### Directions for this task
Please answer these questions from the Park Day announcement below.
1. Which organization underwrites Park Day with a grant?
2. Who is the president of the Civil War Preservation Trust?
3. What do participants receive in exchange for their work?

### Source extract
Saturday, March 28, 2009


Annual Park Day sponsored by Civil War Preservation Trust, History Channel, US Dept. of Interior

CRAWFORDSVILLE, IN, March 28, 2009—The Civil War began as a struggle between armies of untrained but enthusiastic volunteers. Seven generations later, another army of volunteers is about to descend on America’s Civil War battlefields – only this horde of dedicated men and women will be armed with paint brushes, trash bags and weed whackers.

On Saturday, April 4, 2009, history buffs and preservationists of all ages will join forces to clean and restore Civil War-related battlefields, cemeteries and shrines. The nationwide effort – dubbed Park Day – is underwritten with a grant from The History Channel. Park Day is also recognized by the U.S. Department of the Interior as a “Take Pride in America” event. More than 100 historic sites in 24 states are expected to participate in Park Day 2009.

“Civil War sites are often the victims of their own popularity,” noted Civil War Preservation Trust (CWPT) President James Lighthizer. “Without proper maintenance, battlefields can suffer from the ravages of both time and tourism. Our goal is to spruce up these links to America’s past so they can be enjoyed by all.”

Now in its thirteenth year, Park Day is an annual hands-on preservation event created by CWPT. Volunteers gather at designated Civil War sites to help with routine repairs and maintenance. Activities can range from raking leaves and hauling trash to painting signs and trail building. In exchange for their hard work, participants receive free refreshments and can listen to local historians describe the significance of the site.

### Source data
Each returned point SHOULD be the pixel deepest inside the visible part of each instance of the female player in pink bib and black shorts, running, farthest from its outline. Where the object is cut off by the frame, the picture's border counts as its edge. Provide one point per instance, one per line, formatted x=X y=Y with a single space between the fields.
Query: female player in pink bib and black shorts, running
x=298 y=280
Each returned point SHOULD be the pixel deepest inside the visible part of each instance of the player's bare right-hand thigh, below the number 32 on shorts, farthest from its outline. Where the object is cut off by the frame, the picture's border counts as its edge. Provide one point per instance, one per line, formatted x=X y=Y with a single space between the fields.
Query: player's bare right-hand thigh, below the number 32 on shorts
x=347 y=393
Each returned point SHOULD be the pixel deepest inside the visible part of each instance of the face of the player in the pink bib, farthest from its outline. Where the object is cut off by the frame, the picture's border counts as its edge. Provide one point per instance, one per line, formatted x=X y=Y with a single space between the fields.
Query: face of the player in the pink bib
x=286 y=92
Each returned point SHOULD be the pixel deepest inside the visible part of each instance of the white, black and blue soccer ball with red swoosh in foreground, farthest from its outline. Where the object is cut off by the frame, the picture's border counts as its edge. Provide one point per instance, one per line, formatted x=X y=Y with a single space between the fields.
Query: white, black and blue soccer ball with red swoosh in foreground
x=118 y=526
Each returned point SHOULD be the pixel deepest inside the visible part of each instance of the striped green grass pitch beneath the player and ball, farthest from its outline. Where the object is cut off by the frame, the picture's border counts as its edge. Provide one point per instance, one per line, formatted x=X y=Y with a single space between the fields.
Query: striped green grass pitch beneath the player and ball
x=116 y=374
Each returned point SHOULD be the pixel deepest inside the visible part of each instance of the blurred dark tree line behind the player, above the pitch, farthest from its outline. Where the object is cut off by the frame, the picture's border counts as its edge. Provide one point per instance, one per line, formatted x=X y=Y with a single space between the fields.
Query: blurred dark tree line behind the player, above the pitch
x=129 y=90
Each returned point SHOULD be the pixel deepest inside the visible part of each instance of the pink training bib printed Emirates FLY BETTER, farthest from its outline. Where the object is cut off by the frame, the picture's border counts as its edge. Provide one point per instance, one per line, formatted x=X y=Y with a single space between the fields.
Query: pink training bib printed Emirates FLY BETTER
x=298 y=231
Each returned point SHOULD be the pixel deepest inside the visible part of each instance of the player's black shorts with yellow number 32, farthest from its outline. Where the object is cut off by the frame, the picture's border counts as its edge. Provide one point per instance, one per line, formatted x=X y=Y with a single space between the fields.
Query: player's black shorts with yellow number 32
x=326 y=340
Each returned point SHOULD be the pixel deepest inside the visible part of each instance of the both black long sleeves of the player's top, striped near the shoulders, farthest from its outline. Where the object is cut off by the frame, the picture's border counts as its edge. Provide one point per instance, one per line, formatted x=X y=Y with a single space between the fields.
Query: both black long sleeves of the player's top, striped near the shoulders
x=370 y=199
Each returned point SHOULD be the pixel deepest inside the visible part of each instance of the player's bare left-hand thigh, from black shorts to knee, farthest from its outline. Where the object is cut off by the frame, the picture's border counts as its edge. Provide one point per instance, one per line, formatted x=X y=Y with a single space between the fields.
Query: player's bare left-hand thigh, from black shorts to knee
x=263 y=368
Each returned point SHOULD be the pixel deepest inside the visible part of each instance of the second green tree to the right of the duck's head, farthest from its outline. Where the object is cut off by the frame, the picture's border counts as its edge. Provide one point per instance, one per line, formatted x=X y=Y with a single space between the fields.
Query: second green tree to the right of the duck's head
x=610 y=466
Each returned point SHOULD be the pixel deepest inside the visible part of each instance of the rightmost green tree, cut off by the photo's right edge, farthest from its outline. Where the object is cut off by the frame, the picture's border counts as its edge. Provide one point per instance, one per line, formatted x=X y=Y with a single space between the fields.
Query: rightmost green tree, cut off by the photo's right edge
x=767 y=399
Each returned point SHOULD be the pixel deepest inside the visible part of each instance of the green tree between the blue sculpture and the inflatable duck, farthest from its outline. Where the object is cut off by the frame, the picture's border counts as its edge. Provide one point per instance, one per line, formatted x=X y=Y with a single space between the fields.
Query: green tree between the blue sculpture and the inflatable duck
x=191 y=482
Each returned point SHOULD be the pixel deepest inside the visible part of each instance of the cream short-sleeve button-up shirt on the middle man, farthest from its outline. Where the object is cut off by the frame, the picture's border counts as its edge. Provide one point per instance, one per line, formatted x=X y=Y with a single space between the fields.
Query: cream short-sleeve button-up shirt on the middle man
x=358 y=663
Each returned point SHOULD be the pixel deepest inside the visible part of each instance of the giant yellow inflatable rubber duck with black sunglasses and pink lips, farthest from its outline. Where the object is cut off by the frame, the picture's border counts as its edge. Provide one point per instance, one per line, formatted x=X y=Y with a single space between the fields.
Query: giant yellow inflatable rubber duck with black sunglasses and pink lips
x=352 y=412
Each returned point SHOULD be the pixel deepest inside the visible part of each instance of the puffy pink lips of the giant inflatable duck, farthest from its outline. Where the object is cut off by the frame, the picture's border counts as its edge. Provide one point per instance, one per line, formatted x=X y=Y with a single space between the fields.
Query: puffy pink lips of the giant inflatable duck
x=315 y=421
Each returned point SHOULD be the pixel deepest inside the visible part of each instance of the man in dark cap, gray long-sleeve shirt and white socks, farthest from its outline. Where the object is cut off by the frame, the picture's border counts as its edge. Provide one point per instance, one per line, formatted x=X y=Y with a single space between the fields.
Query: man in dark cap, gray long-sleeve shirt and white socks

### Result
1. The History Channel
2. James Lighthizer
3. Free refreshments and the chance to listen to local historians describe the significance of the site